> Written exercise: Recast all of the material below as a JSON list of strings, one string per line, leaving out any blank lines.

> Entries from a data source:

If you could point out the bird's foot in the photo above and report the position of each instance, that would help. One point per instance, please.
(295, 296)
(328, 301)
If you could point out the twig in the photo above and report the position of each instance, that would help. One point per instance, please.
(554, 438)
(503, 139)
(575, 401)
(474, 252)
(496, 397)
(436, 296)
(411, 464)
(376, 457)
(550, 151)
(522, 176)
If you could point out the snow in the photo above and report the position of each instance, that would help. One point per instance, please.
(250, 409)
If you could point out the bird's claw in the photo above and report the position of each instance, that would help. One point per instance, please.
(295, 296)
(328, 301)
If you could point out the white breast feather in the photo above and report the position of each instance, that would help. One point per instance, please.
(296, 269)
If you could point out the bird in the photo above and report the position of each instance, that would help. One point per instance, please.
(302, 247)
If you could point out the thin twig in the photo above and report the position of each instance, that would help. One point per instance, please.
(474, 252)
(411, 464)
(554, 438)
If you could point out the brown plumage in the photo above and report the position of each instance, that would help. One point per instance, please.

> Solution:
[
  "If you could point out the bird's foot in the photo above and report the position of each instance, that would help. One point per instance, please.",
  "(295, 296)",
  "(328, 301)",
  "If you could point out the twig in the photo above and report the position of each instance, that would help. One point per instance, please.",
  "(554, 438)",
  "(503, 139)",
  "(575, 401)",
  "(474, 252)",
  "(496, 397)",
  "(436, 296)",
  "(411, 464)",
  "(376, 457)",
  "(550, 151)",
  "(522, 176)",
  "If you could point out the snow in the photo above and report the position of each instance, that would help. One point per instance, please.",
  "(250, 409)",
  "If you could point out the bird's claw in the photo above and report the position of each instance, that would help. One point per instance, please.",
  "(295, 296)",
  "(328, 301)",
  "If you could point out the white breast feather in the photo above and report the position of each instance, that would help. One point per instance, please.",
  "(296, 269)",
  "If you could point out the bird in the photo above and report the position of each instance, that would help. One point per instance, please.",
  "(302, 247)",
  "If you could point out the thin twig in the photo above and report the position of each instance, that would help. One point per instance, please.",
  "(474, 252)",
  "(411, 464)",
  "(554, 438)",
  "If you could point out the brown plumage in the photo above and report the position of each instance, that would help. One point per instance, please."
]